══ EXTRACTED INFORMATION ══
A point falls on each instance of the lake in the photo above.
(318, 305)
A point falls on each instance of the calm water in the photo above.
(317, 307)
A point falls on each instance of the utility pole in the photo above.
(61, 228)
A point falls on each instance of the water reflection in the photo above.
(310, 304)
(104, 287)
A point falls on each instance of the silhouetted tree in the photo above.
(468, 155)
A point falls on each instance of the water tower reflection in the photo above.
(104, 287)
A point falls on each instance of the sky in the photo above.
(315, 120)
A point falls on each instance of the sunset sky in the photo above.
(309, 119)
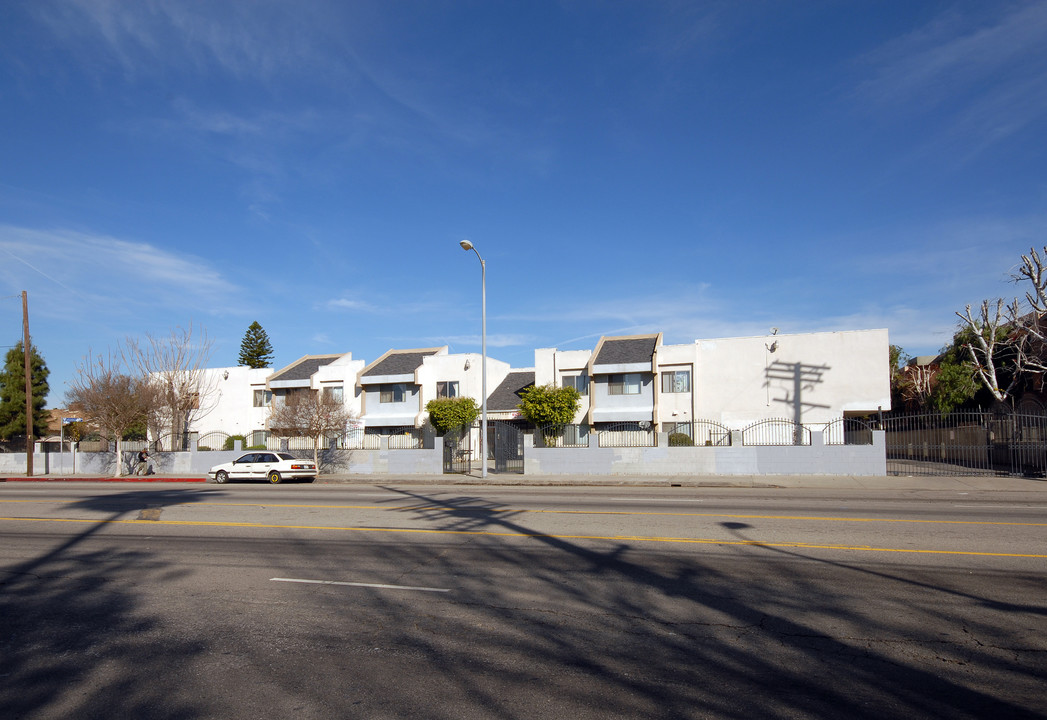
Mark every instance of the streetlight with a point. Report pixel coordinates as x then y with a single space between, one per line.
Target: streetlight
═══
§ **TASK DETAILS**
Except for the pictures, the whole listing above should be transcribed exactly.

§ **SOLUTION BELOW**
A point falls on each instance of the lake in the photo above.
(318, 305)
A point falls on each instance of the calm water in the photo above.
(317, 307)
A point falls on each instance of the utility pole in the photo above.
(61, 228)
A point falls on each instance of the water reflection in the photo above.
(310, 304)
(104, 287)
A point falls on each instance of the silhouetted tree in the photo above.
(468, 155)
A point falls on each instance of the water tower reflection in the photo above.
(104, 287)
A point falls on each instance of the sky in the photo above.
(315, 120)
A point falls on each instance of the sunset sky in the photo above.
(309, 119)
Mark every instance of the streetlight with a point. Report pixel coordinates as x then y with a single space between, one per line.
Target: streetlight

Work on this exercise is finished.